→ **SELECTION**:

I also have Getting Things Done! I've only read the prologue. I like the premise of the book and agree that the nature of work has fundamentally changed to such a degree, that simply getting a planner isn't going to cut it. The hardest thing for me, is to advance more than one item across the board. Doing so means leaving a lot of things 'half-done' and that just drives me nuts. Add on to that things that require your attention NOW and supersede what you're planning on completing.
 

direstraits

Well-Known Member
I also have Getting Things Done! I've only read the prologue. I like the premise of the book and agree that the nature of work has fundamentally changed to such a degree, that simply getting a planner isn't going to cut it. The hardest thing for me, is to advance more than one item across the board. Doing so means leaving a lot of things 'half-done' and that just drives me nuts. Add on to that things that require your attention NOW and supersede what you're planning on completing.

→ **STORED DATA**:
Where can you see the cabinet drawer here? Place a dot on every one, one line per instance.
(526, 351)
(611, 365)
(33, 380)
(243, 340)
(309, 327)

→ **DIRECTIONS FOR THIS TASK**: Sum up the forum post about Getting Things Done in two sentences.

→ **COMPLETED EXERCISE**: The writer owns Getting Things Done but has read only the prologue, likes the book's premise, and agrees that work has changed so much that a planner alone won't be enough. Their hardest struggle is moving more than one item forward at a time, because it leaves many things half-done, and urgent matters that override planned work make it worse.